▶ [Lesetext]
Wie aufgeklärt sind wir eigentlich?
Die Ermordung des französischen Lehrers Samuel Paty lässt die Gemüter hochkochen, wie jedes Mal, wenn ein islamistischer Anschlag Europa erschüttert. Dass in anderen Teilen der Welt islamistischer Terror zum Teil Staatsdoktrin ist, lässt dagegen die meisten kalt.
Nun würde man meinen, wenn Islamisten ein Verbrechen begehen, müsse man Islamismus kritisieren, bzw. je nach Definition den Islam, der Grundlage des islamistischen Terrors ist. Nicht so die taz. Die taz kritisiert „Religion“. Wer Terror mit Religionskritik beantwortet, der macht es sich leicht: Er hat vorher einen Religionsbegriff definiert, dem zufolge alle Religionen im Kern gleich seien, weshalb die Fehler einer Religion Fehler aller Religionen sind: Konkret führen gemäß linker Definition alle Religionen zu Hass, Gewalt, Unwissen und Unterdrückung, wenn sie konsequent gelebt werden. Das ist reine Fiktion. Konsequent gelebtes Christentum führt zu völlig anderen Phänomenen als konsequent gelebter Islam. Folgen wir also der Logik, muss zwischen beiden ein qualitativer Unterschied bestehen, der verbietet, negative Effekte des einen der gleichen Quelle zuzuordnen wie negative Effekte des anderen. Dass Stephan Grigat keinen belastbaren Religionsbegriff hat, macht er zum Glück schon in den ersten Zeilen deutlich: „Im Jahr 2020 über Religionskritik zu sprechen ist schwierig, weil man schlecht die Gefechte des Mittelalters wiederaufleben lassen kann. Es stellt sich die Frage, wie Menschen kritisiert werden sollen, die im 21. Jahrhunderts allen Ernstes behaupten, es gebe höhere Wesen, und sich also, ganz freiwillig und ohne Zwang, auf das intellektuelle Niveau von vor ein paar hundert Jahren begeben.“ (Hier geht’s zum archivierten Artikel – no Clicks für die taz… courtesy eines Freundes 😉 )
Die intellektuelle Leere der Linken in zwei Sätzen zusammengefasst.
- Erste Frage: Wieso kann man „Gefechte des Mittelalters“ nicht wiederaufleben lassen, wenn die Probleme von damals nun einmal nicht gelöst sind?
- Zweite Frage: Glaubt Herr Grigat allen Ernstes, die Frage der Religion sei in erster Linie die Frage nach „höheren Wesen“?
- Dritte Frage: Wie ist es um das intellektuelle Niveau von heute bestellt, und wie kann ein Mensch, der ein bisschen belesen ist, behaupten, dieses sei vor ein paar Hundert Jahren (bequeme Ungenauigkeit…) niedriger gewesen?

▶ [Datenauszug]
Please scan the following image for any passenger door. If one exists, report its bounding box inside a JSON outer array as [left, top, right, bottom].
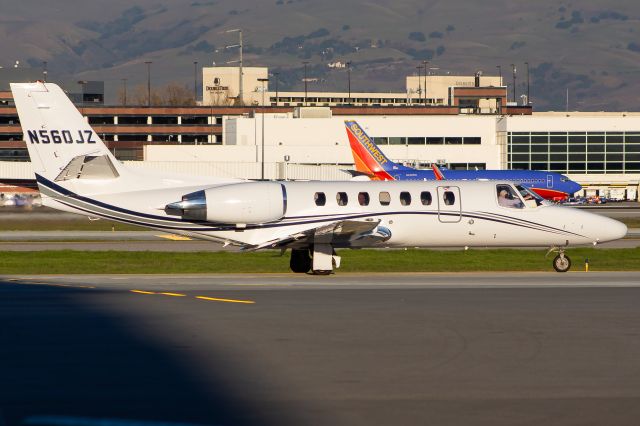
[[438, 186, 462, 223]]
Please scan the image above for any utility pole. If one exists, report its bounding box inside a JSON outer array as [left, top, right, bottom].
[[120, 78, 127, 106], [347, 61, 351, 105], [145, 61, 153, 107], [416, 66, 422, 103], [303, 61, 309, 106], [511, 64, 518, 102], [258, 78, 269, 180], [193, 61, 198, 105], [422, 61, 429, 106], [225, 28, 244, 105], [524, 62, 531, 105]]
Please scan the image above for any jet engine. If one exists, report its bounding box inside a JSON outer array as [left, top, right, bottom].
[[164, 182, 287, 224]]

...

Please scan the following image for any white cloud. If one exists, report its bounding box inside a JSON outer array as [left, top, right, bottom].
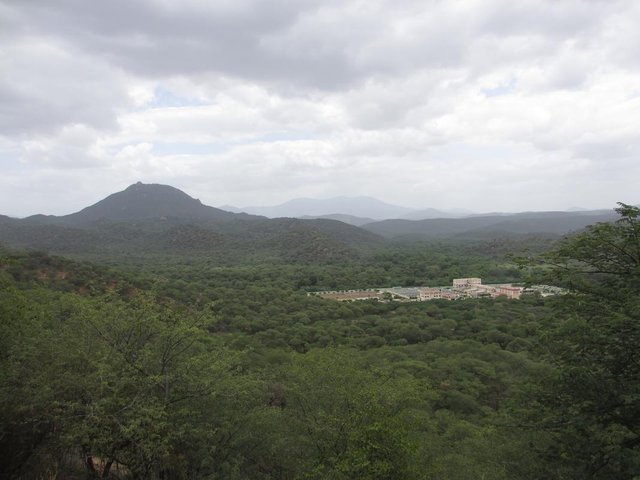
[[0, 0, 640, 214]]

▶ [Aufgaben]
[a] Wessen Ermordung erwähnt der Lesetext gleich im ersten Satz?
[b] Gib den Abschnitt des Lesetexts wortgetreu wieder, der mit „- Erste Frage: Wieso“ anfängt und bis „Ungenauigkeit…) niedriger gewesen?“ reicht.
Die Einträge werden hierfür nicht gebraucht.

▶ [Die Antworten]
[a] Die Ermordung des französischen Lehrers Samuel Paty.

[b]
- Erste Frage: Wieso kann man „Gefechte des Mittelalters“ nicht wiederaufleben lassen, wenn die Probleme von damals nun einmal nicht gelöst sind?
- Zweite Frage: Glaubt Herr Grigat allen Ernstes, die Frage der Religion sei in erster Linie die Frage nach „höheren Wesen“?
- Dritte Frage: Wie ist es um das intellektuelle Niveau von heute bestellt, und wie kann ein Mensch, der ein bisschen belesen ist, behaupten, dieses sei vor ein paar Hundert Jahren (bequeme Ungenauigkeit…) niedriger gewesen?